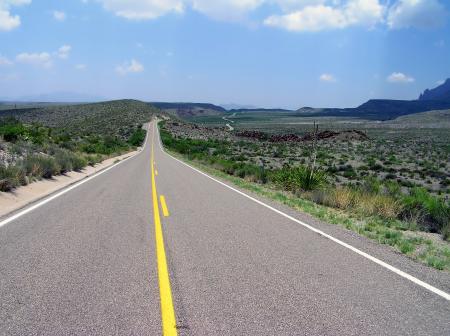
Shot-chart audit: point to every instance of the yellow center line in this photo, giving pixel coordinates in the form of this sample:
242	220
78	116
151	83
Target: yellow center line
169	327
164	206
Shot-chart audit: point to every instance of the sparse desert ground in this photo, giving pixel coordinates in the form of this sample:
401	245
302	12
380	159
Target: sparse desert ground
387	180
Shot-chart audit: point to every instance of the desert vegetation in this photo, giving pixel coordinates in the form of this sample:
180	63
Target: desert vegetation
389	186
38	143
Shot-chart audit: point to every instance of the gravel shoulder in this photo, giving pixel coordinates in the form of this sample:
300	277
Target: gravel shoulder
25	195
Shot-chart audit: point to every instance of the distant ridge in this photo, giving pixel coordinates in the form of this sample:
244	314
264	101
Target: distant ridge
442	92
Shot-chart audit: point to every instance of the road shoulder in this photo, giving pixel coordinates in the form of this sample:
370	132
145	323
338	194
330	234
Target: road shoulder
21	197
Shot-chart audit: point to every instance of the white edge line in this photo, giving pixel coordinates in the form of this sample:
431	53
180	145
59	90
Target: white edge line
337	241
67	189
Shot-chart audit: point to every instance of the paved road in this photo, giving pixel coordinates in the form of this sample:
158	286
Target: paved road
86	264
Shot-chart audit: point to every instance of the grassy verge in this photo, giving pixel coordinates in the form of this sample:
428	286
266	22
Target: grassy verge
375	218
30	152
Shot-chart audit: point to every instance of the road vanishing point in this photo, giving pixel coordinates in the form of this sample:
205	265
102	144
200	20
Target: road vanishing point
152	246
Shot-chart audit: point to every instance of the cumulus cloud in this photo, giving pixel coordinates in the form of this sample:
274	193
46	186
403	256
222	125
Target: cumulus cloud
229	10
142	9
64	51
129	67
416	13
329	78
4	61
295	15
325	17
59	16
10	21
399	77
42	59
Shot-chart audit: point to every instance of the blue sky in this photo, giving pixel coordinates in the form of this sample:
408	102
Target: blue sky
272	53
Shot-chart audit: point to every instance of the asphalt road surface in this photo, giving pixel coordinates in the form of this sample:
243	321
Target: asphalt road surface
111	258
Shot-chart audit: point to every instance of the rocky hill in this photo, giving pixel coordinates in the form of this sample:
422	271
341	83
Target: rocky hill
442	92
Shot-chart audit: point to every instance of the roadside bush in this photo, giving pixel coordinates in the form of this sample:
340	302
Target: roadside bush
434	213
11	129
11	177
137	137
299	178
41	166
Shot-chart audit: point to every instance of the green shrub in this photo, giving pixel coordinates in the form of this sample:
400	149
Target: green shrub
11	129
137	138
299	178
434	213
11	177
41	166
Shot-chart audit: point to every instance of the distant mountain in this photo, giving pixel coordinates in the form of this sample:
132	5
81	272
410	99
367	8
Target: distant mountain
442	92
262	110
189	110
236	106
387	109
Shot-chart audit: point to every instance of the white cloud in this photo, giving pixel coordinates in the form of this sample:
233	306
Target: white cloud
327	78
59	15
43	59
229	10
142	9
295	15
64	51
9	21
5	61
325	17
398	77
129	67
416	13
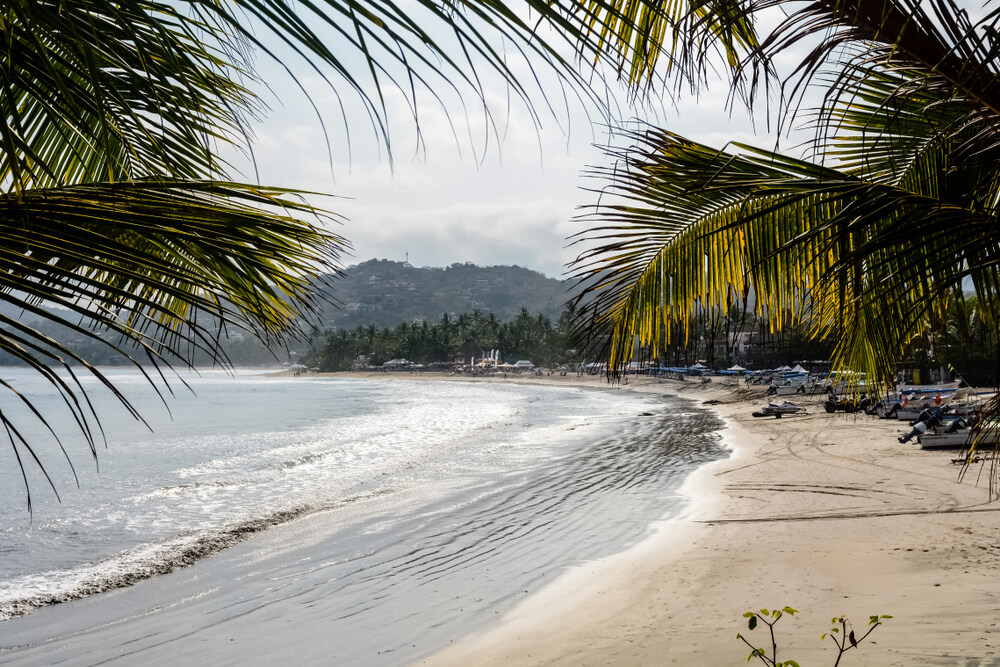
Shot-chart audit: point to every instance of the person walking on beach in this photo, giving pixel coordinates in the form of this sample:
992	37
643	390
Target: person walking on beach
918	429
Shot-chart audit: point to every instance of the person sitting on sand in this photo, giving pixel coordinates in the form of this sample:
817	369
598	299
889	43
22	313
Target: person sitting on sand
918	429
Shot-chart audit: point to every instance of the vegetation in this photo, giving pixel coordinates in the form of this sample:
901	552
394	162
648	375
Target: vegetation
867	241
527	336
385	293
842	634
119	209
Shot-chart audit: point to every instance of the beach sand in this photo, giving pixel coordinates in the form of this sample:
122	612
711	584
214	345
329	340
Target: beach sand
824	513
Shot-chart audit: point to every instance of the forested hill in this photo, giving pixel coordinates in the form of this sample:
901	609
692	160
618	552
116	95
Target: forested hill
385	293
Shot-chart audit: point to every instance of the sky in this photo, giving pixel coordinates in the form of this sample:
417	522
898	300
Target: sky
465	193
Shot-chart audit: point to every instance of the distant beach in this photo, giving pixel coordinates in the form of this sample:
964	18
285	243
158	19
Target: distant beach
825	513
334	520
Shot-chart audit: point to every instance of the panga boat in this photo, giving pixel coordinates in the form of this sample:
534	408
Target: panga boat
778	410
960	438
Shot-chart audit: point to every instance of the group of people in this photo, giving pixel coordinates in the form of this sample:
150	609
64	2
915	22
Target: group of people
934	417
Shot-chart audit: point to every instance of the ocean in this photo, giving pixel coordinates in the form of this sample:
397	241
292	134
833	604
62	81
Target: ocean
373	521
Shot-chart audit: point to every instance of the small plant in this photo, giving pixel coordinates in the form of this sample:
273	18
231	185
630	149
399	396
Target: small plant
842	634
768	618
844	638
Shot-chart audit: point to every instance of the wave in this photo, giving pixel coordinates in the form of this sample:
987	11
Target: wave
26	593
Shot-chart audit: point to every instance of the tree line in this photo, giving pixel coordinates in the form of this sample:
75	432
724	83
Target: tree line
528	336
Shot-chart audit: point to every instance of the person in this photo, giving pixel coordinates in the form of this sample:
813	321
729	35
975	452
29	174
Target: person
918	429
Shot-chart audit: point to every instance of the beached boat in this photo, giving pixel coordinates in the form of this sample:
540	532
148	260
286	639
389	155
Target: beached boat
778	410
957	439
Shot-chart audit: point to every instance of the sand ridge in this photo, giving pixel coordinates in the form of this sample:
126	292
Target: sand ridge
826	513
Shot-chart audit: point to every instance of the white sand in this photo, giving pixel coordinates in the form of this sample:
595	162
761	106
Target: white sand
825	513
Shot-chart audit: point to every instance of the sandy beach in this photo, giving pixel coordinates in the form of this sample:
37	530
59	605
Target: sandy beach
825	513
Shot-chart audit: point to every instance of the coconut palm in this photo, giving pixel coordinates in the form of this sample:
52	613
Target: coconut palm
893	209
123	225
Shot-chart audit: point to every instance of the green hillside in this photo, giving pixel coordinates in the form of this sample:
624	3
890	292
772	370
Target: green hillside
385	293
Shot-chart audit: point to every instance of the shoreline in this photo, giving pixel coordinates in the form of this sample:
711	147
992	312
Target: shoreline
825	513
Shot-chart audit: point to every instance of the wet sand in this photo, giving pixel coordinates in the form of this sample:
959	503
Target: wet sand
824	513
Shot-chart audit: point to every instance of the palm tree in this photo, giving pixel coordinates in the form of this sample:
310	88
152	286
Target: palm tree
895	208
121	217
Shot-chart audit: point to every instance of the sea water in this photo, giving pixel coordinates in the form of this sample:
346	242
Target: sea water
405	512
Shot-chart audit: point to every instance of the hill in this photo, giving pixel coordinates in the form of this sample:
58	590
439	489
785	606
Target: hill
385	293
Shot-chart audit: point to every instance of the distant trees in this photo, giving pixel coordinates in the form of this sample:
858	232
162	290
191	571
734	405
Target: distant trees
527	336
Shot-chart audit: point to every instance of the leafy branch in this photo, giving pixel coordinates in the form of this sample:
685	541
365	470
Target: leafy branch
768	618
844	638
842	635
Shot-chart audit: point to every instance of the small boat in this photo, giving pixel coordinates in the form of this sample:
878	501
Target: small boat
777	410
957	439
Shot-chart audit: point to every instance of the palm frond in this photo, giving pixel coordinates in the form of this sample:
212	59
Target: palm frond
693	228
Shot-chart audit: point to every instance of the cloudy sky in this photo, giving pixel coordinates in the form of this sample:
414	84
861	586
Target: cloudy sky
497	190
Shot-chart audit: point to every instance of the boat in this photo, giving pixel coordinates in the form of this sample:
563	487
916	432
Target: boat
957	439
778	410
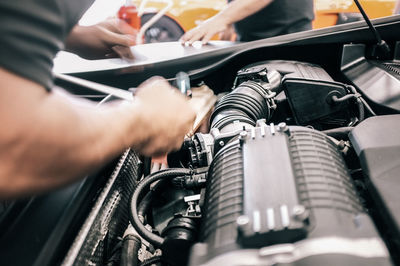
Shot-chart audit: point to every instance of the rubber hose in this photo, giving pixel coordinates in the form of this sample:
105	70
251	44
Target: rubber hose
140	189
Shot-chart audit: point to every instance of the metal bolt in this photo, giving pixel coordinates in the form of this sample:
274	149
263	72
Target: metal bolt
282	127
242	222
300	213
243	134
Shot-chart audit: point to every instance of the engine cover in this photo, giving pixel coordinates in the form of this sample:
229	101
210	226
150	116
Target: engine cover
283	191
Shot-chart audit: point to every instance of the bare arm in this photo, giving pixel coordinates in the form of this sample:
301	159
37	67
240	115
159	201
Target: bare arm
50	139
110	38
234	11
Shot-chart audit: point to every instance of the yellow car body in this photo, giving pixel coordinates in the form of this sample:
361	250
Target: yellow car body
187	14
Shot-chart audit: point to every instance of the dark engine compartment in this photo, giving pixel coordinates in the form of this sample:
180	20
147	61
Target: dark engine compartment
299	166
285	176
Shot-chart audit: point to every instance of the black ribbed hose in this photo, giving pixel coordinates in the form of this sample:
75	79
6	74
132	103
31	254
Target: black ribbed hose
140	190
246	104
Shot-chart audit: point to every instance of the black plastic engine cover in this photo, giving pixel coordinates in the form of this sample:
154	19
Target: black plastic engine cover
285	192
377	143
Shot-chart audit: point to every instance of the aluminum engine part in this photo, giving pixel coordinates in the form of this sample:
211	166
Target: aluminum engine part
282	194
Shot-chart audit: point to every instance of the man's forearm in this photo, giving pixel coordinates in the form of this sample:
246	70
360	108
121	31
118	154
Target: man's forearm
49	142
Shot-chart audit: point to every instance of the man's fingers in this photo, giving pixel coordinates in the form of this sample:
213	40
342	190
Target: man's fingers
123	52
119	39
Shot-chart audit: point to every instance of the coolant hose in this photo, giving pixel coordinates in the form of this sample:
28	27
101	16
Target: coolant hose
140	190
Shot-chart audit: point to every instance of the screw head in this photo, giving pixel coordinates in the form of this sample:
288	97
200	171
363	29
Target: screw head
300	212
242	220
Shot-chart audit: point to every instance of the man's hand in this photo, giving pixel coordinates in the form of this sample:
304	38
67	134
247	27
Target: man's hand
205	31
165	118
110	38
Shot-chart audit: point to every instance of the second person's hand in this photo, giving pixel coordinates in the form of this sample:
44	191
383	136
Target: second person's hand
164	120
205	31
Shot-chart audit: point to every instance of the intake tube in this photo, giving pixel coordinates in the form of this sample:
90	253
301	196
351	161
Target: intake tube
245	105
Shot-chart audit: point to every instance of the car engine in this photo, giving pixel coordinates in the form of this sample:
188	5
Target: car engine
289	173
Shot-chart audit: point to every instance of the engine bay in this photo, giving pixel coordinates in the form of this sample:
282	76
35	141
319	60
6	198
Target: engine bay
285	174
297	164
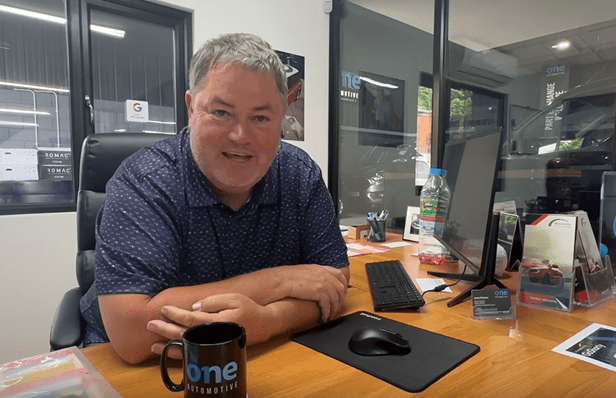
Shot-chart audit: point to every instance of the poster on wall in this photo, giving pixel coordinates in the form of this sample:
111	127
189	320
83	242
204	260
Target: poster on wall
293	124
381	110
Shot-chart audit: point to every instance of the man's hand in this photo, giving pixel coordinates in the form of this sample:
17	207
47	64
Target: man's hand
232	307
323	284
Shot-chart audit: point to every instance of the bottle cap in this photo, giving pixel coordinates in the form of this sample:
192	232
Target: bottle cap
438	172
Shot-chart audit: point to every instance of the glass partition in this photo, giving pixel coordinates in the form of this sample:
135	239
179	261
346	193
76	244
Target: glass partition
555	67
35	136
544	73
380	160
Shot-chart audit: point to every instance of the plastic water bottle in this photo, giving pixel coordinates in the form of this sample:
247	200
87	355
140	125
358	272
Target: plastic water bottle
433	203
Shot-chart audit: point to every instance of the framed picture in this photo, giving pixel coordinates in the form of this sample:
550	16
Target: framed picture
411	226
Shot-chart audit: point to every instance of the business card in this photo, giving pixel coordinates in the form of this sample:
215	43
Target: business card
492	304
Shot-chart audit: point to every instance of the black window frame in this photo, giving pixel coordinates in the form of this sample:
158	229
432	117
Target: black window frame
77	16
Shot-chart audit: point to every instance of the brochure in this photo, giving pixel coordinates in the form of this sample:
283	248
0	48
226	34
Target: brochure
595	344
546	272
63	373
594	279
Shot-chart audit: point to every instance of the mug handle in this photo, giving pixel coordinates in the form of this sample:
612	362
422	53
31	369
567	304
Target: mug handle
163	367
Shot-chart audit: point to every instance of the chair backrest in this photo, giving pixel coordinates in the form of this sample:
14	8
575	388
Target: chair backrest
101	155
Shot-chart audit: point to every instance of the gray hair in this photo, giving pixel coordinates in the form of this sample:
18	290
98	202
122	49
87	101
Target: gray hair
239	49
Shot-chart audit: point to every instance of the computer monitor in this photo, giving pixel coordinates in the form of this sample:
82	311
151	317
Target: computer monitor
471	226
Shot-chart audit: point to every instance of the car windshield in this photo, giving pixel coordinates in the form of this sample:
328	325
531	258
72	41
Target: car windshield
573	124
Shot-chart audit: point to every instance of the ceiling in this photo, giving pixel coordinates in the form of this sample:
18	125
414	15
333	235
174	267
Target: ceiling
516	36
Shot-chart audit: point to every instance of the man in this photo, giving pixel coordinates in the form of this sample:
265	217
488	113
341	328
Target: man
223	222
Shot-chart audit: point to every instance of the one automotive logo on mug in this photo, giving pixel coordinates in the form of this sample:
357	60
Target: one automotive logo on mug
207	380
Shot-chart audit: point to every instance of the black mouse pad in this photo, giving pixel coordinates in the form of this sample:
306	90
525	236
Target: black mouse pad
432	355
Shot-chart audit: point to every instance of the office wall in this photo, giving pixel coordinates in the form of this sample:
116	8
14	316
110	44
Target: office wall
37	251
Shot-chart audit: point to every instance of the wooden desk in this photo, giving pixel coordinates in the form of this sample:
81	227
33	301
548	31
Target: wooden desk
515	358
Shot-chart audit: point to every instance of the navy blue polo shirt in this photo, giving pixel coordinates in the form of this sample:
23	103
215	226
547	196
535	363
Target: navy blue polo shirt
162	226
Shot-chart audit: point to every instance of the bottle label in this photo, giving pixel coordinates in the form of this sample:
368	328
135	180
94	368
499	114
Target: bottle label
429	209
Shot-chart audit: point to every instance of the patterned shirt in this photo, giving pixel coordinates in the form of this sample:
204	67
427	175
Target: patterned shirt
162	226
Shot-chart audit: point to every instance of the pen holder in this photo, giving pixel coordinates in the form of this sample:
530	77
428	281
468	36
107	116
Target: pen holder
377	231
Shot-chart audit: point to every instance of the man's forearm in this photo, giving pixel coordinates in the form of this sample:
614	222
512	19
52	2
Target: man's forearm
126	315
290	315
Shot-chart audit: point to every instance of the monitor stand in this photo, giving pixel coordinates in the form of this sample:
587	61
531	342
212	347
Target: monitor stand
487	275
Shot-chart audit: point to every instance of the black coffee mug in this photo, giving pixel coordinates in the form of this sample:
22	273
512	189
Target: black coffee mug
214	361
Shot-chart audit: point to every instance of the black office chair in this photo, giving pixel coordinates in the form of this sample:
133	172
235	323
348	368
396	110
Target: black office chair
101	155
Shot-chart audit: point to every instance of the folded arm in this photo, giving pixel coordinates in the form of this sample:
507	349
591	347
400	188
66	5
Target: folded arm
321	288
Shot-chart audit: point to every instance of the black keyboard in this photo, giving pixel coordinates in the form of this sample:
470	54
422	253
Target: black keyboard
392	287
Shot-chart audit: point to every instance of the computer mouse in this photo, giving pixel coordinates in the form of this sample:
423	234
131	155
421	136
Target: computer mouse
373	340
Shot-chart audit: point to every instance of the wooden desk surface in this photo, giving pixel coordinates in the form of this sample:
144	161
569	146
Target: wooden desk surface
515	358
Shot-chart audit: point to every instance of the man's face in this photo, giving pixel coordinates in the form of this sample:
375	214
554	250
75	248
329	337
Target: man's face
235	118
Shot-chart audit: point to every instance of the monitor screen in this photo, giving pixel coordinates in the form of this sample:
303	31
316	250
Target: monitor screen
471	165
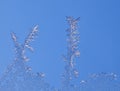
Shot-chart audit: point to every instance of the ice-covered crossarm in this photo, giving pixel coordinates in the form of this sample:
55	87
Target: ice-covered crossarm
20	49
30	38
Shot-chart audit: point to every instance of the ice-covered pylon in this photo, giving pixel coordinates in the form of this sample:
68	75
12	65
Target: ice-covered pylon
72	52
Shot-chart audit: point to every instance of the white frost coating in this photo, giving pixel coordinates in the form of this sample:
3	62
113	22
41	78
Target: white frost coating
19	76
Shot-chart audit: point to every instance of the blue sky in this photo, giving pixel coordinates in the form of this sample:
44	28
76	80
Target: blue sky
99	29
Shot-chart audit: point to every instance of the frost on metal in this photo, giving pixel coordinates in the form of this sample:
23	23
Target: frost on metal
72	52
19	76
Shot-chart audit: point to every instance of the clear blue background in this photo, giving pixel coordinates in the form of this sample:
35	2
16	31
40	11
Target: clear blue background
99	29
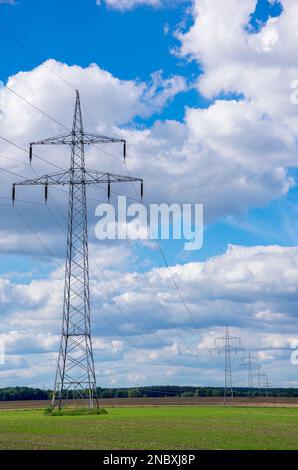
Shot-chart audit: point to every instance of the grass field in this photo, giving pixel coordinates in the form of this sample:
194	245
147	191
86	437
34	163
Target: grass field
153	428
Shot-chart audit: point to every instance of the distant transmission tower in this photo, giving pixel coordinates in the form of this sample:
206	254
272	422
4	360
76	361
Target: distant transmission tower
75	369
249	364
225	346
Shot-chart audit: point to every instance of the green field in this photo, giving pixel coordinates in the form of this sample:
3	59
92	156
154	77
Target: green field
153	428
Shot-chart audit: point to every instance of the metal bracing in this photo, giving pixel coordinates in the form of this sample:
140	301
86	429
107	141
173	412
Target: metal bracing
75	368
227	348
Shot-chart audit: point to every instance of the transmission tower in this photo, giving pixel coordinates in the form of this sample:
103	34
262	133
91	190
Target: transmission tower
259	376
75	368
224	345
249	363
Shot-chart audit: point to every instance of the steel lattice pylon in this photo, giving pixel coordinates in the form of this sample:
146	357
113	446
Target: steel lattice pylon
75	369
227	348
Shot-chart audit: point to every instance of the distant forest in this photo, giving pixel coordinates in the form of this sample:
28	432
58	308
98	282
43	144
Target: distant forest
25	393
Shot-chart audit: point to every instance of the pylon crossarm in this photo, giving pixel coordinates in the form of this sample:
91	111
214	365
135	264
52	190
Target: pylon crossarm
56	140
51	179
93	176
90	138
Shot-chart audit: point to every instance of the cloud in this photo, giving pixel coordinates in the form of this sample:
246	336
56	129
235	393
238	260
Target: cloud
252	288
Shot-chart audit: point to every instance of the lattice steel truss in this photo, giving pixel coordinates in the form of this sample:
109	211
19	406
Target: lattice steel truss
75	369
226	347
249	363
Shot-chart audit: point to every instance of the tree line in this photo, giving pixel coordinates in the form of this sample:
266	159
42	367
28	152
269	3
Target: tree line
27	393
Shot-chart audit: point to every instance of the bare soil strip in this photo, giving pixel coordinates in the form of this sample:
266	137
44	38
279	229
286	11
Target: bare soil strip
163	401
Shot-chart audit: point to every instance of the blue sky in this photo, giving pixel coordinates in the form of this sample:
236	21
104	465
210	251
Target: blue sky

○ ○ ○ ○

§ INSTRUCTIONS TO FOLLOW
From the data above, retype only the lines starting with the line with "Shot-chart audit: point to every instance of the green shrub" and going on through the line with "Shot-chart audit: point to every instance of the forested", exactly, leaving out the pictures.

§ SOLUTION FOR THIS EXERCISE
Shot-chart audit: point to every instance of the green shrub in this photo, giving pixel coordinates in the form of this sample:
400	149
Target: green shrub
11	129
137	138
299	178
434	213
11	177
41	166
Shot-chart audit: point to every instance of the distant mountain in this photo, giving pixel coordinates in the form of this sample:
132	5
81	272
410	99
367	8
Target: distant mountain
442	92
262	110
189	110
236	106
387	109
Shot-chart audit: point to every instance of the white cloud in this photo, giving pixel coordinates in the form of this sample:
233	306
Target: white cloud
327	78
59	15
43	59
229	10
142	9
295	15
64	51
9	21
5	61
325	17
398	77
129	67
416	13
Shot-chart audit: point to every instance of the person walking on beach in this photo, giving pixel coordinates in the form of this sample:
992	37
643	390
Target: person walking on beach
918	429
Shot-chart audit: point to every instance of the person sitting on sand in this photo, giving pixel coordinates in the form of this sample:
817	369
598	299
889	43
22	313
Target: person sitting on sand
918	429
Shot-chart audit: point to every instance of the vegetation in this photo, giving pixel coordinates in the form of this sample:
901	552
394	162
648	375
Target: vegetation
867	241
527	336
385	293
842	634
119	209
Shot-chart audit: point to every instance of the beach sand in this photo, giving pixel coordinates in the form of this sample:
122	612
711	584
214	345
329	340
Target: beach sand
824	513
Shot-chart audit: point to every instance of the forested hill in this photo, giving pixel coordinates in the form of this sample:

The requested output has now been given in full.